* **READING PASSAGE**:
####
Various states have imposed restrictions and additional regulatory requirements on vessels entering their waters or calling at their ports. The authorities in Italy and Monaco require yachts to, amongst other things, complete a maritime health declaration ahead of arrival and late last week the Spanish authorities banned all recreational vessels, pleasure or commercial from entering the ports of the Balearic Islands, regardless of where they came from. Disembarkation may be allowed in exceptional circumstances.
The situation is constantly changing and requires close attention with further restrictions expected on a daily basis around the world and some restrictions even applying to yachts passing through but not stopping in territorial waters. Any yacht contemplating a voyage is well advised to keep a close watch on the regulations in all port and coastal states they expect to pass through and be ready to accommodate rapid changes.
In the coming weeks, yacht owners are also likely to face difficulties as some crews are depleted by illness leaving those that remain onboard, potentially unable to meet the safe manning requirements of a yacht’s flag state and insurer. Whilst in the circumstances waivers may be available, it will be far better to seek such waiver as soon as it becomes apparent that it might be needed than try and seek forgiveness after an event.
Finally, whilst we are not yet aware of any defaults being triggered or even considered by lenders to yacht owners as a result of the outbreak, we are seeing the first of such moves in commercial shipping and those yacht owners with financing secured against their yachts should be alive to the possibility that some lenders might, in due course, use this as an opportunity to look at whether a default has been triggered under the material adverse change (MAC) provisions of their loan agreement. In the alternative, where the facility is linked to private wealth management arrangement, the minimum assets under management (AUM) covenant might be reviewed.
MAC clauses are usually negotiated so will vary in each case; however, they are generally included to cover unforeseen events that may affect a borrower’s ability to continue to service their loan or the financed asset, or the enforceability of the security. In the current situation, a MAC default could potentially be triggered if a lender had grounds to conclude that the yacht owner would soon be unable to repay and service their loan and/or maintain the yacht in line with the loan covenants, perhaps because of a significant drop in cash flow from their underlying business interests or charter income. In the case of AUM covenants, a drop in value of equity investments could trigger a call to deposit more assets with the financier.
Given the nature of the current situation, we expect that financiers will be strongly influenced by a desire to preserve their own reputation and will likely strive to work constructively with most yacht owners through any short-term difficulties, rather than look immediately at enforcement options. In the medium term however, if payment defaults begin to occur, financiers may be forced into taking a more robust approach.
The situation is rapidly evolving and this briefing is based only on what we are seeing in the industry at the time of publishing. Each contract, matter or dispute must be looked at on a case-by-case basis and this briefing is, therefore, deliberately general in its nature. Whilst the situation we all find ourselves in is unprecedented, it is to be hoped that it will pass quickly. We are working as normal and remain available for our clients and committed to supporting them both in dealing with the current situation and the long term recovery after this pandemic passes.
####
* **EXERCISE AIM**:
Write out the passage from the yacht briefing word for word, starting with "Finally, whilst we" and going on through "might be reviewed.".

Stored data:
####
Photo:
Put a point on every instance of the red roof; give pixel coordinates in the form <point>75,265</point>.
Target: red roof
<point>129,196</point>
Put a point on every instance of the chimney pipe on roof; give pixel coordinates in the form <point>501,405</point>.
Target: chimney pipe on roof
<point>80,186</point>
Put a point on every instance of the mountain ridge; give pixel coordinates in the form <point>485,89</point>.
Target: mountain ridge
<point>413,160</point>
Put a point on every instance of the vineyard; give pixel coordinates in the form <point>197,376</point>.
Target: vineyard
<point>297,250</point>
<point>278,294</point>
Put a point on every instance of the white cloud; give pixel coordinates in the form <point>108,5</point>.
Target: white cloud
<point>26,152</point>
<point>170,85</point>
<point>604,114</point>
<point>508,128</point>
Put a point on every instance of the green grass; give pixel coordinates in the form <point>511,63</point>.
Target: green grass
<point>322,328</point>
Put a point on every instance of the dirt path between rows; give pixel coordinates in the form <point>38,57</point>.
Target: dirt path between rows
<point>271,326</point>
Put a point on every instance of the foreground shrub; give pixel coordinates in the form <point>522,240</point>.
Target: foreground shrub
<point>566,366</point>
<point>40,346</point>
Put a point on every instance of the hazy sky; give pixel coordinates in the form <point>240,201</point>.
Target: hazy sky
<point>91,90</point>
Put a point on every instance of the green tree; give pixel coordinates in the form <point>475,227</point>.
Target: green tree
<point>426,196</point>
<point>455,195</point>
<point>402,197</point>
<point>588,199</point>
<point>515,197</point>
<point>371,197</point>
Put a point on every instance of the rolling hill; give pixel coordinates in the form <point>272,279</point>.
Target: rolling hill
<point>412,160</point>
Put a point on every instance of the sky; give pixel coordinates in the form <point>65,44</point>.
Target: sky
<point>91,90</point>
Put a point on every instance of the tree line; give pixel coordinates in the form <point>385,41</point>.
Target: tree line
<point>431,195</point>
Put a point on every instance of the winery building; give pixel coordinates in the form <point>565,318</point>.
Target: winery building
####
* **EXERCISE ANSWER**:
Finally, whilst we are not yet aware of any defaults being triggered or even considered by lenders to yacht owners as a result of the outbreak, we are seeing the first of such moves in commercial shipping and those yacht owners with financing secured against their yachts should be alive to the possibility that some lenders might, in due course, use this as an opportunity to look at whether a default has been triggered under the material adverse change (MAC) provisions of their loan agreement. In the alternative, where the facility is linked to private wealth management arrangement, the minimum assets under management (AUM) covenant might be reviewed.